Problem: Reproduce every one of the rows below character for character.

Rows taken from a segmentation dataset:

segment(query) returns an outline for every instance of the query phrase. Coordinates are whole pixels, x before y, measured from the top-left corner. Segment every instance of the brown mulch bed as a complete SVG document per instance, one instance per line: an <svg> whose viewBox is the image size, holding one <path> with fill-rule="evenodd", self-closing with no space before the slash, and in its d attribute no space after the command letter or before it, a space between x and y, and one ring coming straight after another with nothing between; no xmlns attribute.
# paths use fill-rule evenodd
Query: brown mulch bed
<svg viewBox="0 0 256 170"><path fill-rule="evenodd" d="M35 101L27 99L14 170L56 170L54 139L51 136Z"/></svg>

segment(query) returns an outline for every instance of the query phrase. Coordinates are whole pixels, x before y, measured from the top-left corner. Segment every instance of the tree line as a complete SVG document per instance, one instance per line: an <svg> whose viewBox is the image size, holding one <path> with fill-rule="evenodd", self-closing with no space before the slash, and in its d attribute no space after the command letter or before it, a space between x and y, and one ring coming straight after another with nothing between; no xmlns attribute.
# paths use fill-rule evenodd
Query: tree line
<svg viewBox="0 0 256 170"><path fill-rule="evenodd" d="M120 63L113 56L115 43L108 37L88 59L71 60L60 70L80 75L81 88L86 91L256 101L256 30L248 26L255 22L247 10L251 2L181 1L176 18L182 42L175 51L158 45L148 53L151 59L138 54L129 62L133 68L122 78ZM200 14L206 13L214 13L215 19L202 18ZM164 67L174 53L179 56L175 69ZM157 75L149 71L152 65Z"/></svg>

Exercise answer:
segment(query) returns an outline for every instance of the query phrase. Coordinates are whole pixels, x before y, measured from the top-left corner. Segment every instance of the brown mulch bed as a complete SVG document per instance, one instance per line: an <svg> whose viewBox is the image size, holding one <path> with fill-rule="evenodd", self-closing with no space before the slash, and in its d attribute no space after the command letter or before it, a space between x and y, and one ring coming straight after another with nothing between; no xmlns attribute.
# paths use fill-rule evenodd
Query: brown mulch bed
<svg viewBox="0 0 256 170"><path fill-rule="evenodd" d="M35 101L27 99L14 170L56 170L54 139L51 136Z"/></svg>

segment(query) returns an outline for every instance of the query phrase. Coordinates are whole pixels, x before y, measured from the top-left corner. Segment every instance of the tree line as a complete SVG document per instance, one instance per line: an <svg> whose viewBox is the image size, holding one <path> with fill-rule="evenodd", self-closing with no space before the slash, and in its d attribute no space after the command letter or before it, a space between x and y, and one ring coming straight after another with nothing between; no xmlns attribute.
# paths use fill-rule evenodd
Query: tree line
<svg viewBox="0 0 256 170"><path fill-rule="evenodd" d="M120 63L113 56L115 43L108 37L88 59L71 60L60 70L80 75L81 88L86 91L256 101L256 30L248 26L255 22L247 10L251 2L181 1L176 18L182 42L175 51L158 45L148 53L151 59L138 54L129 62L133 68L122 78ZM200 14L206 13L214 13L215 19L202 18ZM164 67L174 53L179 56L175 69ZM157 75L149 71L152 65Z"/></svg>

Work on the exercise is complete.